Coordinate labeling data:
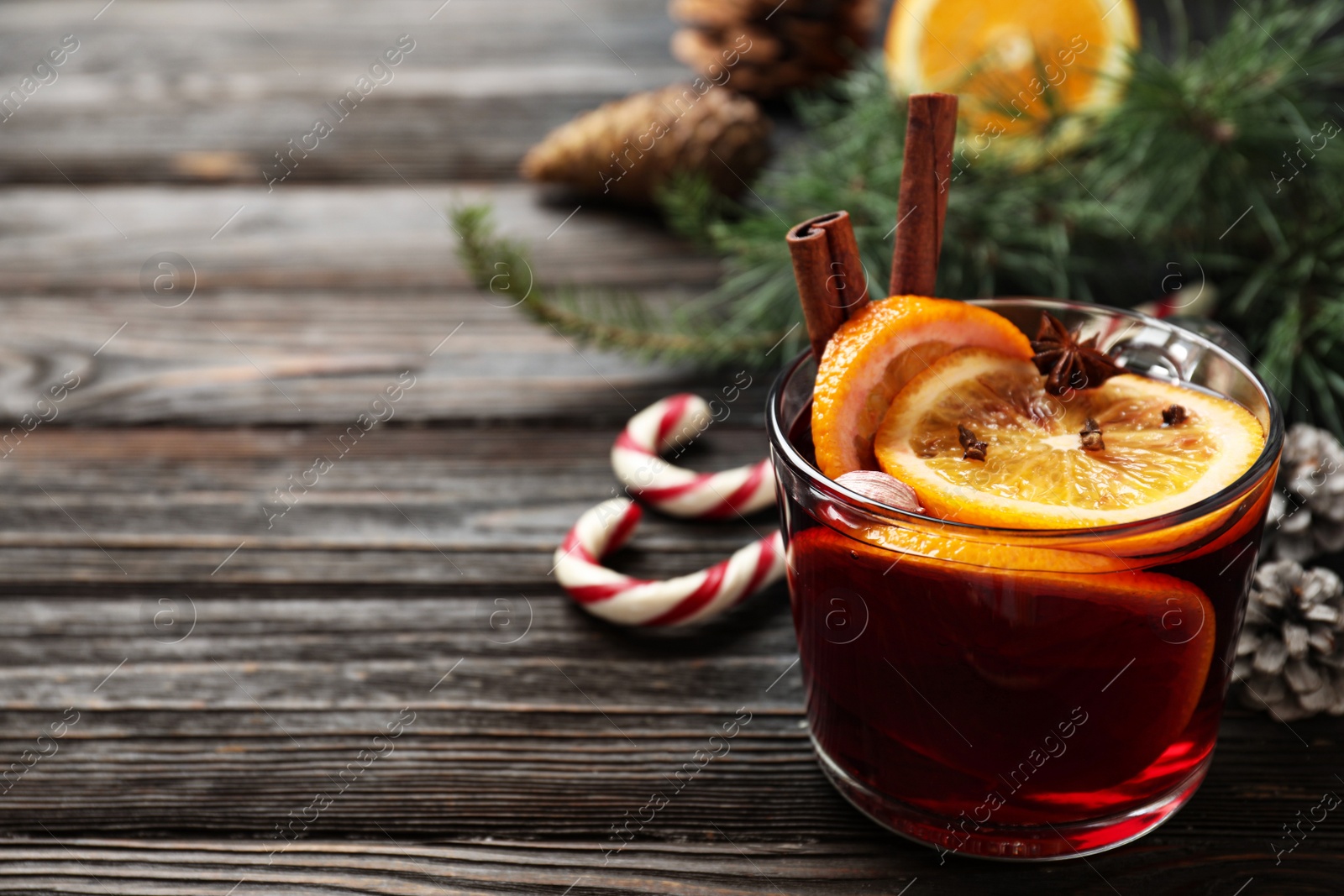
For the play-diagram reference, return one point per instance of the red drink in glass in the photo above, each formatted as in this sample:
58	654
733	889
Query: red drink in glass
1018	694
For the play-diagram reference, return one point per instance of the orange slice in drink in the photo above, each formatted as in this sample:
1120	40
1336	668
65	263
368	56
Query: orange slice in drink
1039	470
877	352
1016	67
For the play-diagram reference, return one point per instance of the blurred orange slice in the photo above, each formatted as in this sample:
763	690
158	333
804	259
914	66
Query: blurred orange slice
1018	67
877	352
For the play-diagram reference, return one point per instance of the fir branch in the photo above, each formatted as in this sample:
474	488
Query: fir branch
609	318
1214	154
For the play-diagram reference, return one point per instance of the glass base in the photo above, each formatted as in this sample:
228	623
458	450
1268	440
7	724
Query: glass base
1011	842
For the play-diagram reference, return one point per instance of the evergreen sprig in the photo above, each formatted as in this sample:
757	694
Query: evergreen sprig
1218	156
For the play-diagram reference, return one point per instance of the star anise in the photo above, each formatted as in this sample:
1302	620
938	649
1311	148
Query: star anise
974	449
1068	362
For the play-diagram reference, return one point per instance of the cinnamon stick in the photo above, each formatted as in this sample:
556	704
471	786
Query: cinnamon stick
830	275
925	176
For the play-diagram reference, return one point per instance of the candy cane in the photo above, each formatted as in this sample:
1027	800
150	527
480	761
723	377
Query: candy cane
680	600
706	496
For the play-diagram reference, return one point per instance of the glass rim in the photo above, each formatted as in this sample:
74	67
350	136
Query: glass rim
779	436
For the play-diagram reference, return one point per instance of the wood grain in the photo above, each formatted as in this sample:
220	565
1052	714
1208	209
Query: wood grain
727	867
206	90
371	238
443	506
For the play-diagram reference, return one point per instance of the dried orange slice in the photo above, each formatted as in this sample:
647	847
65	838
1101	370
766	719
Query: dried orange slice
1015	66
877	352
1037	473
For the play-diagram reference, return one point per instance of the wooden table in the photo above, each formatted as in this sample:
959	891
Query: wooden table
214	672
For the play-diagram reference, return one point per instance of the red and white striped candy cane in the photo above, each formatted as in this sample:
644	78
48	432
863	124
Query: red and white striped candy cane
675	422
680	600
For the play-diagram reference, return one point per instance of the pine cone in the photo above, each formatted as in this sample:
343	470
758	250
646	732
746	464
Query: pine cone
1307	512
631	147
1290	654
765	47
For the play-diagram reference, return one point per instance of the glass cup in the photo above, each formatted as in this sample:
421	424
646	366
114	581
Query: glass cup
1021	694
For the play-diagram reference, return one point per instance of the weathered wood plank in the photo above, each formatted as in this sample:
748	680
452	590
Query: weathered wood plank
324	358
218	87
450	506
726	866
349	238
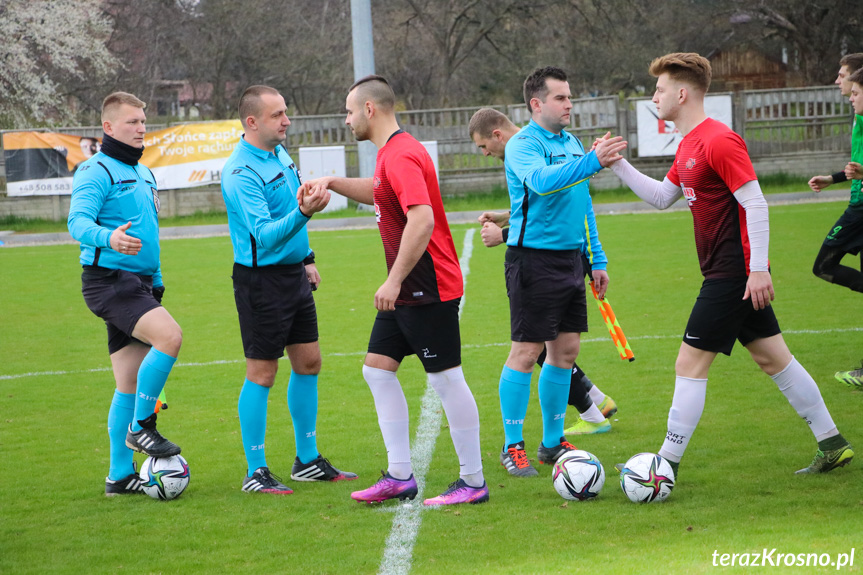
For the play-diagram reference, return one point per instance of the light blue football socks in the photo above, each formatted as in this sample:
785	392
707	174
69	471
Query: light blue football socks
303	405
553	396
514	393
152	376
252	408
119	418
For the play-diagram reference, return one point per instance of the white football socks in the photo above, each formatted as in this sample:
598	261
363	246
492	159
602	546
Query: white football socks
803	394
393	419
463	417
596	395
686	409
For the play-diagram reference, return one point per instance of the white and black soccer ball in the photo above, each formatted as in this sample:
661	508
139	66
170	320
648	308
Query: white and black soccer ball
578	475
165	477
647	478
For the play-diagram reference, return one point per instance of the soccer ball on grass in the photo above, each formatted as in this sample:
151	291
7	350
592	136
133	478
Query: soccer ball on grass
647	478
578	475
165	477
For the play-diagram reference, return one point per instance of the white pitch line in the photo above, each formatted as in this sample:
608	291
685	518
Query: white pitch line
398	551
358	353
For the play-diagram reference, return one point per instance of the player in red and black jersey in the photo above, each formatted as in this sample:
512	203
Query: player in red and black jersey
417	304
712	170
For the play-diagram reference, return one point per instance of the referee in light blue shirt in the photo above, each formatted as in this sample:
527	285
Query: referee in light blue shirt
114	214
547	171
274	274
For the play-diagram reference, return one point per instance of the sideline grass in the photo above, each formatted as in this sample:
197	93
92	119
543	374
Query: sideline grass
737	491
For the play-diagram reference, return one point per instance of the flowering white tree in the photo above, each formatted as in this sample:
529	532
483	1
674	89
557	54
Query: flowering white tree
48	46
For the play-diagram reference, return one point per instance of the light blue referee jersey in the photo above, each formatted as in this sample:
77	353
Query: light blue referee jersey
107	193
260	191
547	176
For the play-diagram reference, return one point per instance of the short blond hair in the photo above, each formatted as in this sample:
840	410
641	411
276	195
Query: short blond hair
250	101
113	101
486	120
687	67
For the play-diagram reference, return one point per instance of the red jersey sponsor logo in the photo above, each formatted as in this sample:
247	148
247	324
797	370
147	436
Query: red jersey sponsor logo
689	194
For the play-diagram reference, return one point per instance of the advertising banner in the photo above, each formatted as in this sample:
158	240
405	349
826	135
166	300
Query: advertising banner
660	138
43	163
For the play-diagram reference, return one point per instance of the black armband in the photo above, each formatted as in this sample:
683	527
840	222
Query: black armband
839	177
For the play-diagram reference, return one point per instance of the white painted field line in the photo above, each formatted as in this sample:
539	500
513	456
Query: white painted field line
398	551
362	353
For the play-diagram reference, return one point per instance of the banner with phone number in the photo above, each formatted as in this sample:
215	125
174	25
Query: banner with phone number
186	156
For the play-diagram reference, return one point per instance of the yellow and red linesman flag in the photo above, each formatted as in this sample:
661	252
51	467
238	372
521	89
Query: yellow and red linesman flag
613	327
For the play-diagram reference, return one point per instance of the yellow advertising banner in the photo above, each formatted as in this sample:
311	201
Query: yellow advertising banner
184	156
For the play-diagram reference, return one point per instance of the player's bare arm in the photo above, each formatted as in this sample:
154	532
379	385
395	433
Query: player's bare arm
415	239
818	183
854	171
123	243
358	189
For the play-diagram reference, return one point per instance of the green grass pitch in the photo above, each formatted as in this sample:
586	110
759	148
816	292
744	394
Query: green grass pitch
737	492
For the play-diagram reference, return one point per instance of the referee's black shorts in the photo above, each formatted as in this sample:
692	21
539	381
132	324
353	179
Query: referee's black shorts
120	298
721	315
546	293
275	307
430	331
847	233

### What you will do
Reproduce, exactly and with nothing added, the lines from the one that includes "of the player's" through the last line of the material.

### Final result
For the play-diagram reference, return one point per instance of the player's bare arm in the photo above, each formatted as in this sample:
154	532
379	385
395	433
Query: player's bare arm
415	239
818	183
854	171
123	243
358	189
For the play-diagram reference, return one point per instance of the green grass pitch in the photo above, each formatted as in this sample:
586	110
759	148
816	292
744	394
Query: green grass pitch
737	492
For the play-diagram reference, return one point per instance of the referee's black shorts in the photo above, each formatted as in this sample:
692	21
539	381
132	324
353	179
Query: referee's black shorts
120	298
721	315
546	293
275	307
430	331
847	233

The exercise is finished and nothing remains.